■ What you should do: What lines of the listing below contain the word "white"? Copy each of them out.

■ Data records:
-- -- --

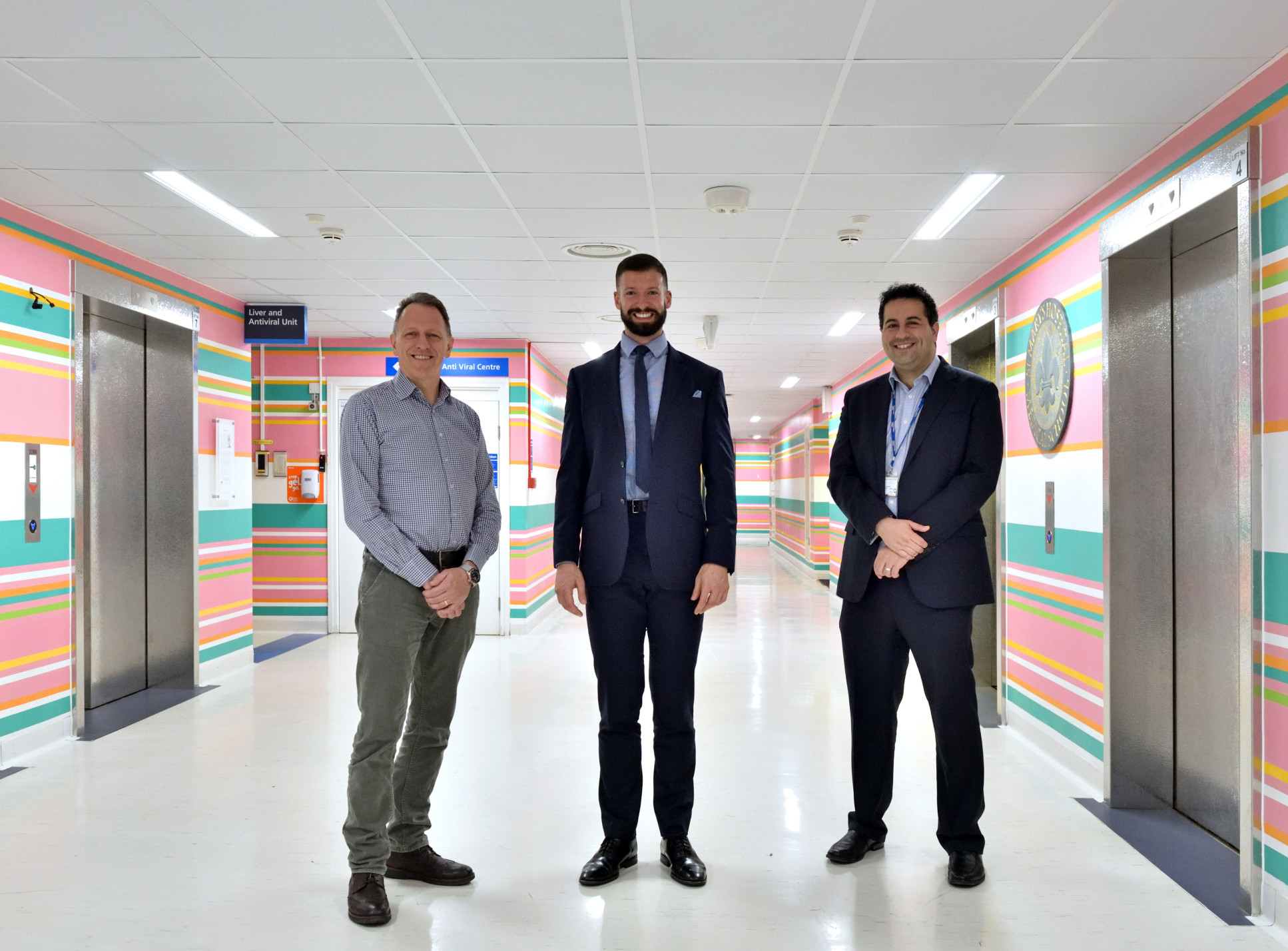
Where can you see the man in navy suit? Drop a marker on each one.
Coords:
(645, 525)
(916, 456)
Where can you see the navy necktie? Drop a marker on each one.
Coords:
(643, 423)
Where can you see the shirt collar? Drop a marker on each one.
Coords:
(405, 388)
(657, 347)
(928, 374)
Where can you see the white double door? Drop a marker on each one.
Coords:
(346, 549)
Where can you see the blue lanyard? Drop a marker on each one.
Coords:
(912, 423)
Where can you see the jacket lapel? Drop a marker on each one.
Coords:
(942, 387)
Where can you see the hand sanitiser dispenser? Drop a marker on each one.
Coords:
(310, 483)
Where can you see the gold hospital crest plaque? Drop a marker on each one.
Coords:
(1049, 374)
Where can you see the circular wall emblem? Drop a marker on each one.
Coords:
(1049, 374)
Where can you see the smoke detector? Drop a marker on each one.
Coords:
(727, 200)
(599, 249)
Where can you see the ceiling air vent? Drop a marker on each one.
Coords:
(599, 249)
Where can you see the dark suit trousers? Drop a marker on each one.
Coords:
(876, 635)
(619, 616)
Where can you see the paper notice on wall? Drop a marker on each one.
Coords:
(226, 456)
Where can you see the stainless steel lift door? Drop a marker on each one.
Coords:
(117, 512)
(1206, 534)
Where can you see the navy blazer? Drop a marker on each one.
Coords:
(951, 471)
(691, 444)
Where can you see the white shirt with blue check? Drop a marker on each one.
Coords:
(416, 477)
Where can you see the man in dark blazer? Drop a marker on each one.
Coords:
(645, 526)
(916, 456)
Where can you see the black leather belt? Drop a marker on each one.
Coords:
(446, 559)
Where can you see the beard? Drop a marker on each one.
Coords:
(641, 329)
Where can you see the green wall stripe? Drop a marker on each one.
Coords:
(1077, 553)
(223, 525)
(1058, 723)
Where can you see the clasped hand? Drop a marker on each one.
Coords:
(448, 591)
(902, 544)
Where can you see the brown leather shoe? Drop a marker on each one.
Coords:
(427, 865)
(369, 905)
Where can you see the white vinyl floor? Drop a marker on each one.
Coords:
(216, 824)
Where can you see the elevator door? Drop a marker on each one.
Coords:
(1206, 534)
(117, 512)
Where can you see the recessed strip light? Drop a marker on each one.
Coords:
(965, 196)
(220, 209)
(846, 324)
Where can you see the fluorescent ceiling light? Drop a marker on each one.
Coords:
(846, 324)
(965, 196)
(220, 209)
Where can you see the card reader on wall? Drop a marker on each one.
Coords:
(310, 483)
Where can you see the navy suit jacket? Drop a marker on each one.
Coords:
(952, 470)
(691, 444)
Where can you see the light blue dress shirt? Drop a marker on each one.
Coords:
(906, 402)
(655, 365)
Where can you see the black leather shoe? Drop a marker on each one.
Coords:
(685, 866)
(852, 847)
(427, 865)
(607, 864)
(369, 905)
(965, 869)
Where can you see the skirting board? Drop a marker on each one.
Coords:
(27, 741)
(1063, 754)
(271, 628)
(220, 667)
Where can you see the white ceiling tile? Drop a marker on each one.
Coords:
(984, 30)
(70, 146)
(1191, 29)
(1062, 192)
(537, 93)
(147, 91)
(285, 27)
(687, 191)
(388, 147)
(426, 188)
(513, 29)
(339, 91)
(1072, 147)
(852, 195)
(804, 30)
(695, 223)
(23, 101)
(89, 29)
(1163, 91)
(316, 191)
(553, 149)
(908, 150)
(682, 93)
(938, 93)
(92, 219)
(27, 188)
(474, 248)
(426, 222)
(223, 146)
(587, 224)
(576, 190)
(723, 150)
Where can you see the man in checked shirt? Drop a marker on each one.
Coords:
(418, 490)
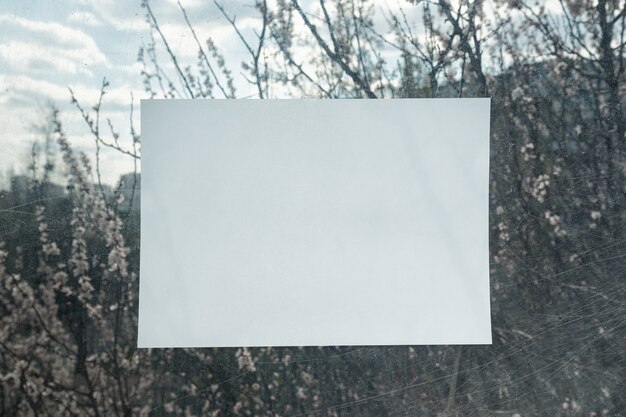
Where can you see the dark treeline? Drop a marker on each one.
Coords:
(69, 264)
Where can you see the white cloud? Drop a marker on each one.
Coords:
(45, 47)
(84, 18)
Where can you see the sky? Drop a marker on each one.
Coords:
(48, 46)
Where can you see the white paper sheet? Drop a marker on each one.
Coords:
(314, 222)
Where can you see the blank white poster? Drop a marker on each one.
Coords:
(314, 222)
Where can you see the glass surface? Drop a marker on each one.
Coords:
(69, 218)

-- -- --

■ Exercise response:
Where can you see the white double door? Drop a marker on each one.
Where can you see the white shirt with blue check? Drop a marker on each one.
Where can you see the white vinyl floor? Drop a marker on each one.
Where can you see the white ceiling tile? Drop a marker on each one.
Where can you see the white cloud? Drop a marker on each one.
Where can you see the white paper sheet? Drop a marker on each one.
Where can you see the blank white poster? Drop a marker on each one.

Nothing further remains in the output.